### Exercise data ###

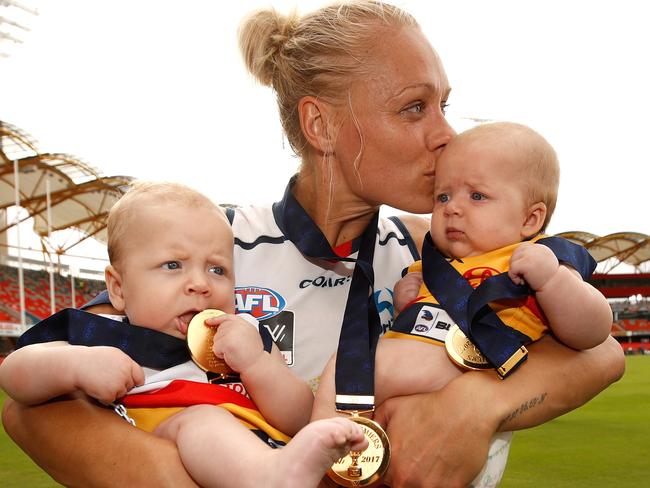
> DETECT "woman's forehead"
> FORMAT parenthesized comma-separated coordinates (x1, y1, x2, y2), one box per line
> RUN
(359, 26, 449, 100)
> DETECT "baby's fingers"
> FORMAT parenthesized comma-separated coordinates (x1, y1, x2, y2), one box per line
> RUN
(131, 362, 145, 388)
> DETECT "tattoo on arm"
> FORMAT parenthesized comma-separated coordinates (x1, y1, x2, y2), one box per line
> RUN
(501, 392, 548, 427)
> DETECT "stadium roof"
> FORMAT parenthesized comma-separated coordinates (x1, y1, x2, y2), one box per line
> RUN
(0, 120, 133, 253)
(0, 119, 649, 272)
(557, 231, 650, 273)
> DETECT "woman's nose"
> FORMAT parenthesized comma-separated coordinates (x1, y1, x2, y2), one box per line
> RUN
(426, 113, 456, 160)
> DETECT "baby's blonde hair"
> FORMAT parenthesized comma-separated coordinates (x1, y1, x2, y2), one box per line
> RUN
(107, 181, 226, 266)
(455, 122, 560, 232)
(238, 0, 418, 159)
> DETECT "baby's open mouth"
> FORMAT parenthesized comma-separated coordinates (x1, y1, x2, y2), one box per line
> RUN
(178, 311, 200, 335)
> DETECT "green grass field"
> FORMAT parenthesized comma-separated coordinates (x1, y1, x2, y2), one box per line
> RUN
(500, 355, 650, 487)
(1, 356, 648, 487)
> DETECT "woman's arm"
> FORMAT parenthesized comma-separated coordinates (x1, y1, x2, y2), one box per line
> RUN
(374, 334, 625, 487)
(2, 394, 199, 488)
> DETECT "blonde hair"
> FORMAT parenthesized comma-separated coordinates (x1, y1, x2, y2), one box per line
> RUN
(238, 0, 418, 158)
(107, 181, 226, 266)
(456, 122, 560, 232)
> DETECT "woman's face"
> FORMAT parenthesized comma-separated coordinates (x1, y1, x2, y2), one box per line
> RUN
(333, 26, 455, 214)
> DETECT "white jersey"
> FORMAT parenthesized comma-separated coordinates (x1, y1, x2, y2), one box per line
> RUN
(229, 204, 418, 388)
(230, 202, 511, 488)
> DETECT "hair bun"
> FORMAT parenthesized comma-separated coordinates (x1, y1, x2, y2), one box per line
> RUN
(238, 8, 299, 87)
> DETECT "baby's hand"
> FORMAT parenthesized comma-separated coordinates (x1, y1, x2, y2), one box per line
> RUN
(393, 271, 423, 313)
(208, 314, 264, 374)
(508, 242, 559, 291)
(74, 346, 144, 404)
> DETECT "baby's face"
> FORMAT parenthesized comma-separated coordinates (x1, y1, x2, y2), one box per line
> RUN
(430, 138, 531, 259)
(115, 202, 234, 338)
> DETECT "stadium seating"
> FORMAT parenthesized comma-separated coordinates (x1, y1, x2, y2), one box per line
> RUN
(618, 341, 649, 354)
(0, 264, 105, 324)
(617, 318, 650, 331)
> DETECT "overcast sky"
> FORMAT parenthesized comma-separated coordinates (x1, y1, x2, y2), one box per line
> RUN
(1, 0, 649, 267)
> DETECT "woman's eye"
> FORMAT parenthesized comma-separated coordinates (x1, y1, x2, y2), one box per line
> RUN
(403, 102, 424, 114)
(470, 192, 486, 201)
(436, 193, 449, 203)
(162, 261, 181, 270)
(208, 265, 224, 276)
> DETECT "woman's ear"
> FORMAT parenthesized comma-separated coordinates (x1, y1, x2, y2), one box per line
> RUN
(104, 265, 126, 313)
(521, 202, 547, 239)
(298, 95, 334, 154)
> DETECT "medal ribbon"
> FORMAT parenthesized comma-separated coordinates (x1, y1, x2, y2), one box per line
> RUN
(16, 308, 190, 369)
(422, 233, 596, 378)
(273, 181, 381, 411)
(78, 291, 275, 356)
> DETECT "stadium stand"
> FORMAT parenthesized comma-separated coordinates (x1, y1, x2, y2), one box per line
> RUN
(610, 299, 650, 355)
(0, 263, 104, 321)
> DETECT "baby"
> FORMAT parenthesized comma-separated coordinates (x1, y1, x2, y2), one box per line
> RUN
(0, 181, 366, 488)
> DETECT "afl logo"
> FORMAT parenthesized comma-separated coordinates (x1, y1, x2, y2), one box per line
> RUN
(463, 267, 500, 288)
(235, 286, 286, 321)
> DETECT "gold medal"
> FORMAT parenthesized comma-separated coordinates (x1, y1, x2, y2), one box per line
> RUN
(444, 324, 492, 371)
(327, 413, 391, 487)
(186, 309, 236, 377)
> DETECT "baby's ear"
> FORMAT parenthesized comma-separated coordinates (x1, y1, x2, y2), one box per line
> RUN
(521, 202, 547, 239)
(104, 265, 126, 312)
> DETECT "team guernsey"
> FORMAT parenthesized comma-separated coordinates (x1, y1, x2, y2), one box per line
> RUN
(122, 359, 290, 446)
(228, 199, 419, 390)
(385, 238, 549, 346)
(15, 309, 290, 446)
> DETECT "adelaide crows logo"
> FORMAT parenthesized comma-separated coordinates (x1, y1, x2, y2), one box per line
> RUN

###

Prompt:
If a line in the entries contains "woman", copy it.

Response to this exercise:
> DETECT "woman's forehead"
> DETECT "woman's nose"
> DETECT "woman's arm"
> DETECT "woman's face"
> DETECT "woman's eye"
> DETECT "woman's ear"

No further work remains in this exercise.